(Records of labeled points)
⁂

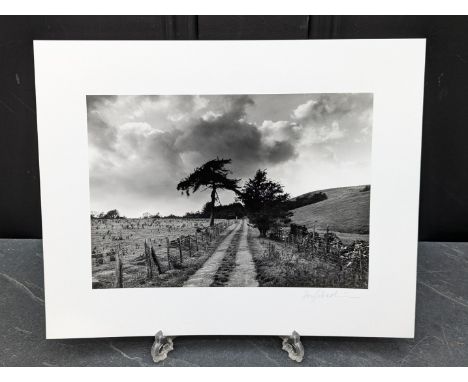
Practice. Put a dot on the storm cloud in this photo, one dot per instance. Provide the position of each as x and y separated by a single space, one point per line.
141 146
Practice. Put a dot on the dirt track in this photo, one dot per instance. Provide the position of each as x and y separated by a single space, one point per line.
242 275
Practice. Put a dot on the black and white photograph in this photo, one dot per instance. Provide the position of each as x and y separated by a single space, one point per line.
262 190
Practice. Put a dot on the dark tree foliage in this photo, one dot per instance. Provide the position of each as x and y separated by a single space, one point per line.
212 175
265 202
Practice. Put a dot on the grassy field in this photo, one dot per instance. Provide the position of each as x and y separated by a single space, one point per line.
345 211
128 237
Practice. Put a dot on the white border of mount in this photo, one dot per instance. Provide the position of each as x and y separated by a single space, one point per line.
68 70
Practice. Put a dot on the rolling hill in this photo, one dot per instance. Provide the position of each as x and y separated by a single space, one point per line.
346 210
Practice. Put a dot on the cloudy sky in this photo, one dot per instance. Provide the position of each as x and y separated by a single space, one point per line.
140 147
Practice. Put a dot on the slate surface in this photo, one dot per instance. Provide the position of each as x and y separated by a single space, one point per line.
441 325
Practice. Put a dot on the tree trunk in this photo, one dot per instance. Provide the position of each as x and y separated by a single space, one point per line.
213 196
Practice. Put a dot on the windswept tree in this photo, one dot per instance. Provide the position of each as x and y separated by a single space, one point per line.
214 176
265 202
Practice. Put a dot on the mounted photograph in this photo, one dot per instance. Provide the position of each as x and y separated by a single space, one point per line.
259 190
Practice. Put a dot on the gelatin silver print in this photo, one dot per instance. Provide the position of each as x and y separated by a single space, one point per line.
269 190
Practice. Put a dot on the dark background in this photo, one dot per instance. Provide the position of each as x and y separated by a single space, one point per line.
444 176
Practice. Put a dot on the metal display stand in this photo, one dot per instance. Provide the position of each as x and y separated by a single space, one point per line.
163 345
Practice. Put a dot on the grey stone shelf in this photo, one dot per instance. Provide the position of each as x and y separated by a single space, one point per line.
441 325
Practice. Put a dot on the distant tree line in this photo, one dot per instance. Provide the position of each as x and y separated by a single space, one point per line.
261 199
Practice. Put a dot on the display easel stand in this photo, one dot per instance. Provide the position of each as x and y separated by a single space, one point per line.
163 345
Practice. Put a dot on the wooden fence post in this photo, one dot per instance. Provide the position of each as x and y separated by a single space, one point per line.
180 250
168 244
156 260
118 282
149 268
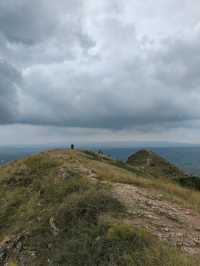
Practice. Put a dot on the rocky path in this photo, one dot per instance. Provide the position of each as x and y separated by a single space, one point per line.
170 222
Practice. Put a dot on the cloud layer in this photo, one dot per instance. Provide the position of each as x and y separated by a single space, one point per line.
100 64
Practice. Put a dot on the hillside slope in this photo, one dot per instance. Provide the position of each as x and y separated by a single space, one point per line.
70 207
155 164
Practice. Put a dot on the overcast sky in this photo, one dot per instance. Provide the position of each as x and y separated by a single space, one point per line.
86 70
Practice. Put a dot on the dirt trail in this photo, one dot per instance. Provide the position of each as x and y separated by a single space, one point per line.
179 226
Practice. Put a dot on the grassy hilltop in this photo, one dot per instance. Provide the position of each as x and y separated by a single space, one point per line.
80 208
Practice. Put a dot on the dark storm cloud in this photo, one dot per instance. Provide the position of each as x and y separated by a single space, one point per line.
100 65
9 78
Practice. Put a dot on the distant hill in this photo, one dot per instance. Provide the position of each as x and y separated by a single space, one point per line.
82 208
155 165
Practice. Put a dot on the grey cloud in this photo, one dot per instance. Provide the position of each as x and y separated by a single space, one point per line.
9 78
85 65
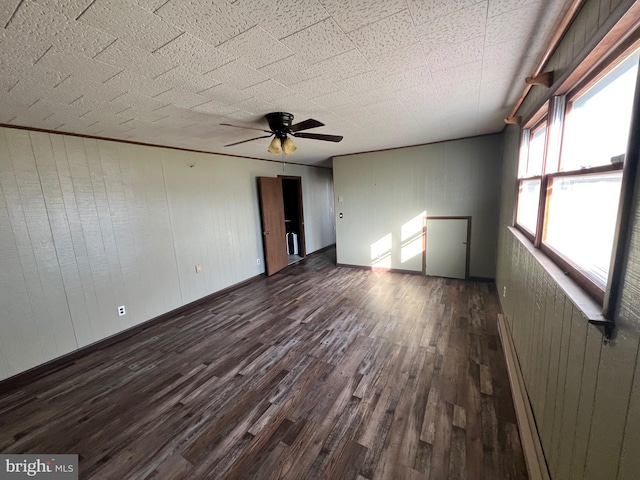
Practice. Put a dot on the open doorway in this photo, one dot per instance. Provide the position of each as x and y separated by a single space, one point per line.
293 217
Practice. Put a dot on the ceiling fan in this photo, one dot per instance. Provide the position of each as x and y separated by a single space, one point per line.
281 129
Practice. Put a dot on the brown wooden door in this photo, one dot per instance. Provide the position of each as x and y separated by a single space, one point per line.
274 236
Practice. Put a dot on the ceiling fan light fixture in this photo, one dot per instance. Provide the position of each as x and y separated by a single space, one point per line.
288 147
275 146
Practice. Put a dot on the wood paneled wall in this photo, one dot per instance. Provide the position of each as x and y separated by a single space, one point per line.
383 192
89 225
585 394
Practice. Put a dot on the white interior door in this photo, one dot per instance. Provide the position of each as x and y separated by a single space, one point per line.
446 253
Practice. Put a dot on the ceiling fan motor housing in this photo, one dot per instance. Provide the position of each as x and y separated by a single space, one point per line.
279 123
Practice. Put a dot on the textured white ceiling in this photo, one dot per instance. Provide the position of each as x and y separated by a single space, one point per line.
382 73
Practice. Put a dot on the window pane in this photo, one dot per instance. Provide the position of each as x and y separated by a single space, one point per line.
597 126
528 200
581 220
536 152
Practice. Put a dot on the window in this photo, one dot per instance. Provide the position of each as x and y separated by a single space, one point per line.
570 176
531 165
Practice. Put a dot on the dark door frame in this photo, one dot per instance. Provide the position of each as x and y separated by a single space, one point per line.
424 240
302 248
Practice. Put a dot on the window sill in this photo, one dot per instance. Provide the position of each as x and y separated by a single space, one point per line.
587 305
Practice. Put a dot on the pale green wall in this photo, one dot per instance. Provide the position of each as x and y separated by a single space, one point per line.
585 394
382 191
88 225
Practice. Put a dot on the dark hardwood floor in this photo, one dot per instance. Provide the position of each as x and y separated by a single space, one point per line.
317 372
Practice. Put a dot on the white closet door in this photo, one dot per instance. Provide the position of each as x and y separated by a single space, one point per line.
447 247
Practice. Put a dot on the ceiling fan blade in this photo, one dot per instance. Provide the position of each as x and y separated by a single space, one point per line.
246 128
245 141
306 125
319 136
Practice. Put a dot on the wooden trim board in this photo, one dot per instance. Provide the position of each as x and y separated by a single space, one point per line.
531 446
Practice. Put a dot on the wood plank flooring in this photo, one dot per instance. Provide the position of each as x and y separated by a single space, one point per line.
317 372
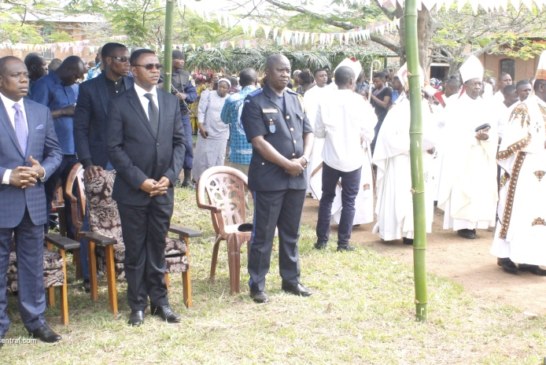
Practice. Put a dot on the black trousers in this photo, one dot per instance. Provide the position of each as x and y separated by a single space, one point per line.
144 232
281 210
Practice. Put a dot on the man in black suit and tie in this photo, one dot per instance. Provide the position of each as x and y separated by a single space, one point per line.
91 120
29 154
146 147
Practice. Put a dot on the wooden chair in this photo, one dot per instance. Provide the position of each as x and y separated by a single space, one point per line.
224 191
106 247
55 275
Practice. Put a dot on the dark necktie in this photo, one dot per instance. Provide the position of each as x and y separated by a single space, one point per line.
153 112
21 129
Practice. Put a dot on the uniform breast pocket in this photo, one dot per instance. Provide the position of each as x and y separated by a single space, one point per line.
271 122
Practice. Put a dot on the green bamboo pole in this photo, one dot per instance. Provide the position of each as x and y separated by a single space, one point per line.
416 157
167 54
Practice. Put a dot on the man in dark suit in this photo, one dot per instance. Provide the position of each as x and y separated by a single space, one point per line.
91 120
58 91
282 139
184 90
146 147
29 154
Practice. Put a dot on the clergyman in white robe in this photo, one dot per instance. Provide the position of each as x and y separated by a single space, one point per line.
394 205
467 183
521 232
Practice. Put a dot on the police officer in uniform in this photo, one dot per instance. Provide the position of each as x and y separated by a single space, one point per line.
282 139
183 88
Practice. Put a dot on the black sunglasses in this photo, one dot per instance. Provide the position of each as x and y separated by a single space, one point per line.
151 66
122 59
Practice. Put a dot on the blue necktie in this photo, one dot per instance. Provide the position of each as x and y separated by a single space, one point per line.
153 112
21 128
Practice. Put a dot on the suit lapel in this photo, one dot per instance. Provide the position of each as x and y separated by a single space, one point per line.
10 131
137 106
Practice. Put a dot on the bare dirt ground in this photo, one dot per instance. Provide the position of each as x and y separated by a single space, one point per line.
467 262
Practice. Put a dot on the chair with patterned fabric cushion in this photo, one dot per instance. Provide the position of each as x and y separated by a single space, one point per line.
224 191
106 247
54 270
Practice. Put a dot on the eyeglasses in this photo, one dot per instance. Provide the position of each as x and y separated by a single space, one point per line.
122 59
151 66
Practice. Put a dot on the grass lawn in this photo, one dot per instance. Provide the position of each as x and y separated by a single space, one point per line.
362 312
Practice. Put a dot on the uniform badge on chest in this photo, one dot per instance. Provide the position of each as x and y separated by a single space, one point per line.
272 127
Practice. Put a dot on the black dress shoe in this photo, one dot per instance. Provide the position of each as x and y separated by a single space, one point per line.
296 289
321 245
45 334
345 248
507 265
136 318
166 313
259 297
534 269
467 233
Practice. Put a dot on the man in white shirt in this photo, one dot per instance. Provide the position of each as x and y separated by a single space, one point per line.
468 184
346 122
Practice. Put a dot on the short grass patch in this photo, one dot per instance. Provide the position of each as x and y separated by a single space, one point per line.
362 312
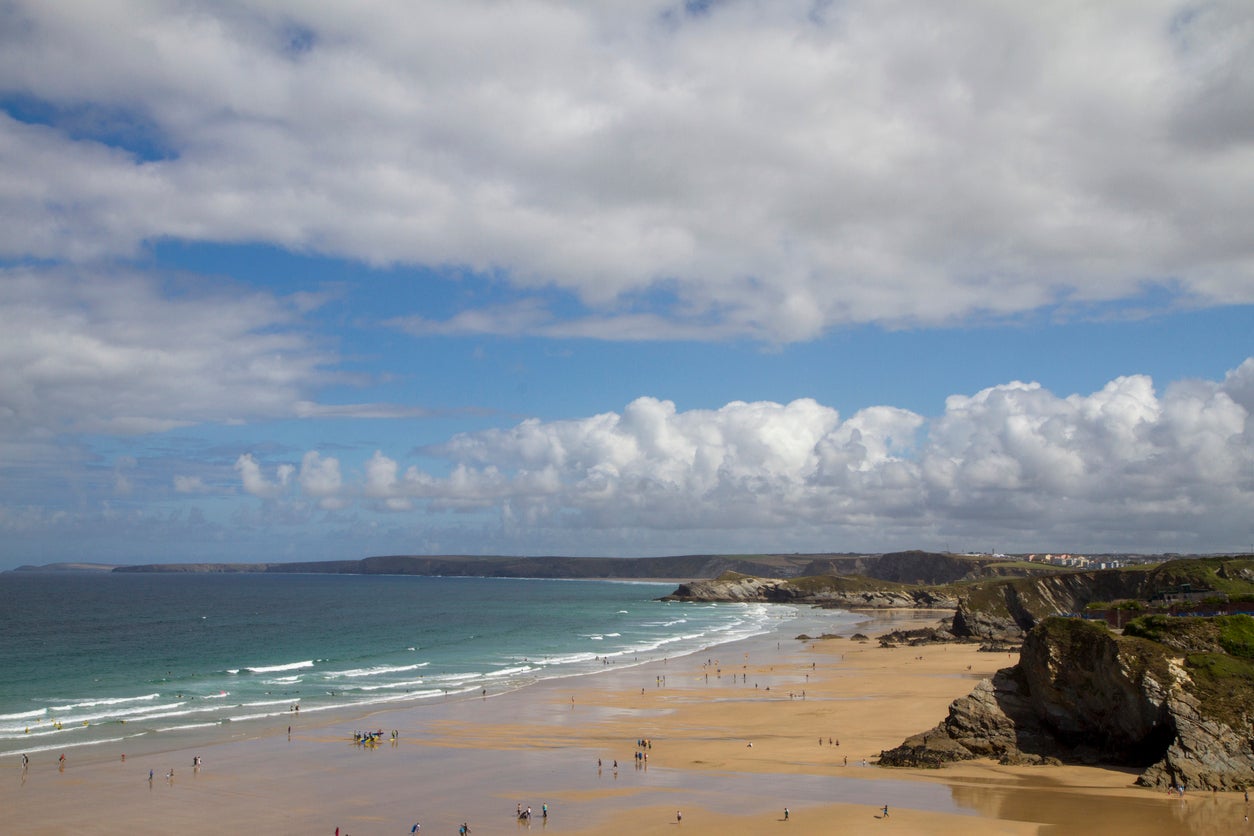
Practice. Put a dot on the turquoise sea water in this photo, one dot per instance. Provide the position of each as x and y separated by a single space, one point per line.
94 658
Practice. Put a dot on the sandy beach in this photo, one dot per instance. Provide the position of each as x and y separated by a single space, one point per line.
735 735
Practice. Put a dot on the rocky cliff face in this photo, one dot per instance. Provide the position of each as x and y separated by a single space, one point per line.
735 588
1082 693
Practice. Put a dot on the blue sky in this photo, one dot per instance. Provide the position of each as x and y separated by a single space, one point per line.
287 282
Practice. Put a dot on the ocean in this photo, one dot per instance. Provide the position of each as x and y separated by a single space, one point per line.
88 659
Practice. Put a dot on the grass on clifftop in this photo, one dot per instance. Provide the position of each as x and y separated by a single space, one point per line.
1219 656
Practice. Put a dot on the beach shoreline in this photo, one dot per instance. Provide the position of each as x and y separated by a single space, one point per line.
736 733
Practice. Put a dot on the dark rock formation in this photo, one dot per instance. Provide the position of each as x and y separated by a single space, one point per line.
1082 693
819 592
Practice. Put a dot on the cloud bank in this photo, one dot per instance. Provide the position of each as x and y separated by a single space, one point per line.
771 169
1012 466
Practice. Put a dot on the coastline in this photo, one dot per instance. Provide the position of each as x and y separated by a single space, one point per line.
473 758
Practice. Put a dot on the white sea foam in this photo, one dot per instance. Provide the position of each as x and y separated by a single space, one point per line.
110 701
508 672
393 686
268 702
241 718
376 671
276 668
183 728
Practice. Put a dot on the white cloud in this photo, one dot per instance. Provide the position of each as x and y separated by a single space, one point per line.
121 354
320 479
1015 463
256 483
770 168
189 485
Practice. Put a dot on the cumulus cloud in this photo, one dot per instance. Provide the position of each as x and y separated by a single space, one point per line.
123 354
756 168
189 485
1122 465
256 483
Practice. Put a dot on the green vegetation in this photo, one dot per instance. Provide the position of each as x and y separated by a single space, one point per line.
1223 684
845 583
1219 657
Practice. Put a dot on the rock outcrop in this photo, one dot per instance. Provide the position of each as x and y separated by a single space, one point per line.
1085 694
819 592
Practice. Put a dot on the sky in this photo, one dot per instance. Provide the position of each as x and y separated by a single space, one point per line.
291 281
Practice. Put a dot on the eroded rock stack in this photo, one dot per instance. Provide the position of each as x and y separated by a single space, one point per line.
1082 693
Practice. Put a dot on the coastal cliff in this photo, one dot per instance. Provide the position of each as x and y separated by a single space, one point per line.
828 590
1005 609
1173 697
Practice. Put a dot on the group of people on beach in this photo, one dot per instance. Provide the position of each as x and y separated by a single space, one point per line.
373 738
526 815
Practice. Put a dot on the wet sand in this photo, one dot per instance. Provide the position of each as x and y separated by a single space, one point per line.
739 733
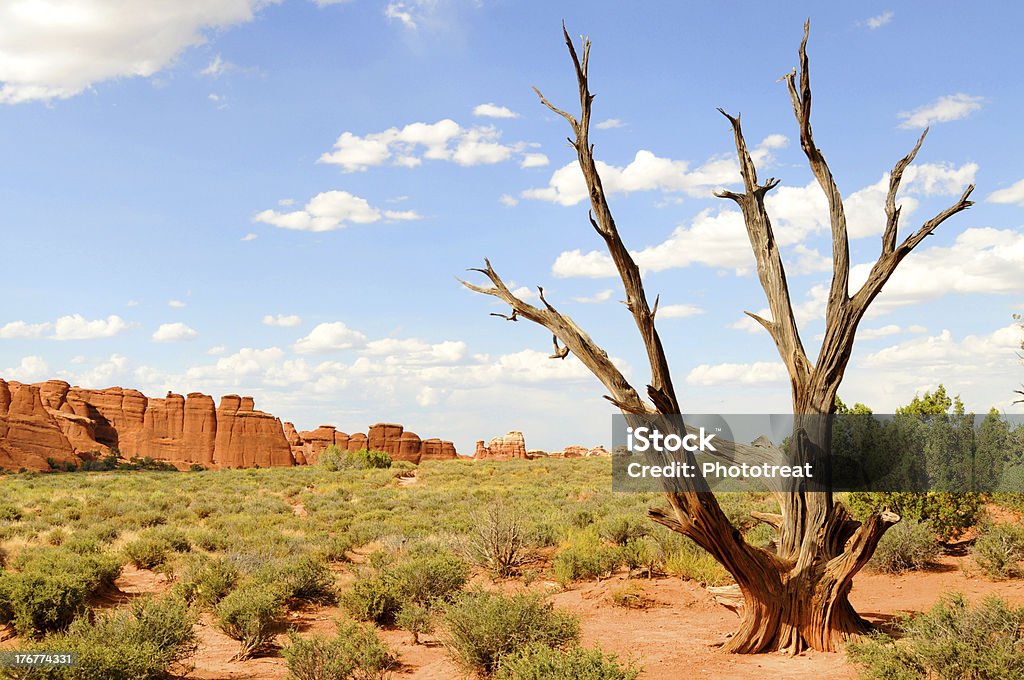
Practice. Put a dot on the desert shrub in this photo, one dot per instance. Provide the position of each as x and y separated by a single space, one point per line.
355 653
424 580
147 552
999 549
481 627
207 581
147 640
542 663
950 514
950 642
252 614
334 459
620 529
416 619
693 562
908 545
50 588
585 555
498 540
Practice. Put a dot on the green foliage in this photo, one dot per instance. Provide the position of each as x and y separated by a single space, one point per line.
999 549
481 628
49 587
543 663
334 459
425 580
908 545
950 642
145 641
355 653
585 555
252 614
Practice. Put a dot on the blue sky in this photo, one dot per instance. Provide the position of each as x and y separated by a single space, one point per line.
274 198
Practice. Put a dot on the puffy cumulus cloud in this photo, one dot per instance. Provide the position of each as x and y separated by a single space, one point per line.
981 260
176 332
330 337
648 172
30 369
494 111
51 49
409 146
19 330
678 310
743 374
983 368
284 321
943 110
414 351
332 210
77 327
1012 195
600 296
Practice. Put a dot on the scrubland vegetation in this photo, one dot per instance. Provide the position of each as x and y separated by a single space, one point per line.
466 555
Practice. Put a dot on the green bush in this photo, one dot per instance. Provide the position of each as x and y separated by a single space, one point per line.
146 641
585 555
334 459
949 514
481 628
252 614
999 549
50 587
147 552
909 545
542 663
355 653
950 642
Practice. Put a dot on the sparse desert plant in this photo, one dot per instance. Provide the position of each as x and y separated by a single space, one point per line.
498 540
950 642
252 614
908 545
999 549
355 653
482 627
543 663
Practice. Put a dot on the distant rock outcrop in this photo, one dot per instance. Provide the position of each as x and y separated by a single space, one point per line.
52 421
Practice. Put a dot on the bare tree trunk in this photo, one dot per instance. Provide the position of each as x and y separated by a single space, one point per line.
796 597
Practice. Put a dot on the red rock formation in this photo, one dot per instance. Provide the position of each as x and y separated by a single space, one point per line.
511 445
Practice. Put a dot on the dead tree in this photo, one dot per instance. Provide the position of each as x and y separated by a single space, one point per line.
796 597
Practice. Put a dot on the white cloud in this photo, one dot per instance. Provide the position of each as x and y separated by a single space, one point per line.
330 337
443 140
881 19
678 310
329 211
284 321
76 327
494 111
943 110
743 374
54 50
176 332
534 161
1013 194
31 369
600 296
19 329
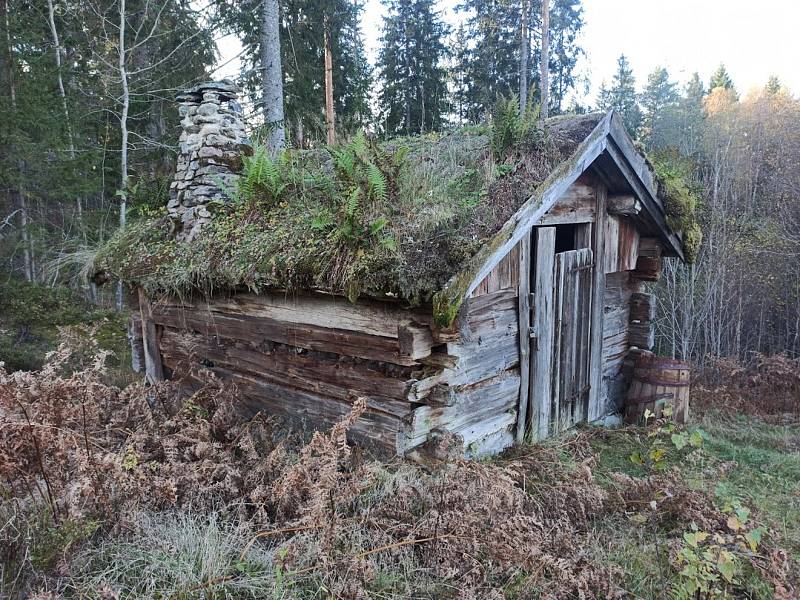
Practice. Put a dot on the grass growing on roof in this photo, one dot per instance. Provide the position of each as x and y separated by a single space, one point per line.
362 218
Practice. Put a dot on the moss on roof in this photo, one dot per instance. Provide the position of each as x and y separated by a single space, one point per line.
398 218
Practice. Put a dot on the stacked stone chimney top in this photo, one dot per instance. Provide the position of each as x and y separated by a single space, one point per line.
212 143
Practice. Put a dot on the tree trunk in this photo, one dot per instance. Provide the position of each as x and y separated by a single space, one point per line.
523 58
123 126
407 69
330 118
545 65
272 76
27 243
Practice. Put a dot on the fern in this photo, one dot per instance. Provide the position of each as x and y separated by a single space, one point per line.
376 180
262 178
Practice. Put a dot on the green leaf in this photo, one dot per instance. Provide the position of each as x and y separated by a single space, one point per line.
753 538
726 565
696 438
679 440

⁂

Written exercise:
From the line that holds "Practice. Put a dot on the dead" to the last line of the records, please copy each line exactly and nothing else. Pictures stay out.

Output below:
Practice. Put a dot on the dead tree in this photo, one dot per instance. Provide the position of each as x and y separated by a single space, one point per line.
796 597
Practice. Put a dot on the white cloud in this photo, one dot per instance. Provide the position of each as x and y separated by a single space, one point per line.
330 337
443 140
881 19
678 310
329 211
284 321
76 327
494 111
943 110
743 374
54 50
176 332
534 161
1013 194
31 369
600 296
19 329
Practice. Put a dot on the grass growing on roof in this photo, one dot per instance. Provide the position of each as x and y separated by a single space, one point per line.
362 218
Practice. Put a dot on the moss on roof in this photo, one dot per instance. Provide the position of each as x and y separated by a single space, one point per line.
398 218
Practice. Put a dot on the stacked stone chimney top in this photo, one dot per instance. Provide the position of each as x and y separated by a single space, one point per line.
212 143
Practice. Put a dot on the tree trunk in this photo, one dot per instance. Provide the position of each as x and y separated by a single space, one point per line.
523 58
123 126
407 69
330 118
545 65
272 76
27 243
Practice. Put a dot on the fern in this photo, one dot per instance. Provide the position of each as x and y separated by a single space, one point per line.
376 180
262 178
Practice. Put a dot on the green leaf in this photo, one dot per instance. Provide the position of each as x and y separated by a single space, one point per line.
753 538
726 565
696 438
679 440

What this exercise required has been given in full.